> **What to do**
Rewrite every item below, changing "put a pin" to "place a marker" wherever it appears and leaving everything else untouched.

> **Dataset content**
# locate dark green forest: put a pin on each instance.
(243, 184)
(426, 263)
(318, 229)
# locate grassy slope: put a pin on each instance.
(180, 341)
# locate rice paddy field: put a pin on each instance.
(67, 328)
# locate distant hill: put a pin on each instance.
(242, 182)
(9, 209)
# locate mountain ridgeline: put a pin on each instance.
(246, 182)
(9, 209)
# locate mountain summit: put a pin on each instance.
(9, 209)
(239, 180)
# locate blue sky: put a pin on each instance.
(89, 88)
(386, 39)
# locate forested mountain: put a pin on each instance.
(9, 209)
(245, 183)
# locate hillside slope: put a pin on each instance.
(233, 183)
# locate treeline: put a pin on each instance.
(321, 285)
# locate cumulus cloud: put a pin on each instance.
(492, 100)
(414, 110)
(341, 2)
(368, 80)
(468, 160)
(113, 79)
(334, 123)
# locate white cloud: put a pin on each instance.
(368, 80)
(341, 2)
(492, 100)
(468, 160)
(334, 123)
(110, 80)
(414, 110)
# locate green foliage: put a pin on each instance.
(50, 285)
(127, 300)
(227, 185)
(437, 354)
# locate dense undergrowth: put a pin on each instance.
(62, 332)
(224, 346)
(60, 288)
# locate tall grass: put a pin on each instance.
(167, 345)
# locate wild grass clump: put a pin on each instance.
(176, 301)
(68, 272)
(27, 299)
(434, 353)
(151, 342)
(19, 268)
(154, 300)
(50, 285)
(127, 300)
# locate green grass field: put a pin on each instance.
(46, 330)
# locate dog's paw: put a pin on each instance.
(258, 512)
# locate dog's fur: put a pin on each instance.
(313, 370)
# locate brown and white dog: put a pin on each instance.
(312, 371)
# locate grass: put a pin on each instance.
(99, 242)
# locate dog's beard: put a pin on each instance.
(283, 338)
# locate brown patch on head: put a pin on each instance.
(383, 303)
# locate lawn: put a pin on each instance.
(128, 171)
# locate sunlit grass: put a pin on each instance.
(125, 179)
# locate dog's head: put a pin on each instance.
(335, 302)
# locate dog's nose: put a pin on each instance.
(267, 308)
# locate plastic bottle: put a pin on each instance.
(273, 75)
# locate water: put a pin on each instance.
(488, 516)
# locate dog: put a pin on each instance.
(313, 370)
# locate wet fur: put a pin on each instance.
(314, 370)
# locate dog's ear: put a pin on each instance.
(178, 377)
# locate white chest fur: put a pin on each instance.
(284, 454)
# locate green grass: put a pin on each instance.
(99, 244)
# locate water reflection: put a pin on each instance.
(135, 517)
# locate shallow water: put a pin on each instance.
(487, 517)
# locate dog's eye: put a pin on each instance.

> **Response to this task**
# locate dark green forest: place a marker on each instance.
(243, 184)
(426, 263)
(318, 229)
# locate grassy slope: place a marker on each instance.
(180, 341)
# locate rice paddy field: place a marker on each instance.
(67, 328)
# locate distant hill: place a marker on each instance.
(242, 182)
(9, 209)
# locate mountain ridgeline: place a marker on each instance.
(246, 182)
(9, 209)
# locate mountain summit: place a marker on each instance.
(9, 209)
(239, 180)
# locate blue sky: place a marker on each instance.
(89, 88)
(386, 39)
# locate forested mountain: place a marker on each instance.
(9, 209)
(245, 183)
# locate hillside slope: place a marker on each instance.
(233, 183)
# locate treeline: place a marker on each instance.
(321, 285)
# locate cumulus cloud: place a marker on each instance.
(492, 100)
(414, 110)
(341, 2)
(368, 80)
(468, 160)
(113, 79)
(334, 123)
# locate white cloud: place a marker on each instance.
(368, 80)
(341, 2)
(492, 100)
(468, 160)
(334, 123)
(110, 80)
(414, 110)
# locate green foliage: place a marker on each instance.
(50, 285)
(127, 300)
(227, 185)
(437, 354)
# locate dense undergrowth: place a marker on each instance.
(62, 332)
(224, 346)
(60, 288)
# locate tall grass: place a marker on each instance.
(167, 345)
# locate wild grass clump: place a marker on each instance.
(176, 301)
(68, 272)
(27, 299)
(434, 353)
(151, 342)
(19, 268)
(154, 300)
(50, 285)
(127, 300)
# locate green grass field: place a marker on each instance.
(46, 330)
# locate dog's paw: place a marker on each instance.
(258, 512)
# locate dog's fur: place a marker on each instance.
(313, 370)
# locate brown and white dog: place a marker on each instance.
(312, 371)
# locate grass: place a marker on each instance.
(99, 242)
# locate dog's beard: place a marker on each instance.
(283, 338)
# locate brown patch on head: place a marker on each instance.
(383, 303)
# locate lawn: place a marker on each instance.
(128, 171)
# locate sunlit grass: place a marker on each instance.
(125, 179)
# locate dog's head: place a marker on each instance.
(335, 302)
# locate dog's nose: place a marker on each instance.
(267, 308)
# locate plastic bottle: place a marker on each instance.
(273, 75)
# locate water: place a marker on each instance.
(488, 516)
# locate dog: place a marker on each instance.
(313, 370)
# locate wet fur: place a marker on each instance.
(314, 370)
# locate dog's ear: place a marker on each instance.
(178, 377)
# locate white chest fur: place a marker on each instance.
(284, 454)
# locate green grass: place a marker on each instance.
(99, 244)
# locate water reflection: place a marker on each instance.
(135, 517)
# locate shallow water: place a marker on each instance.
(487, 517)
# locate dog's eye: place a marker on each instance.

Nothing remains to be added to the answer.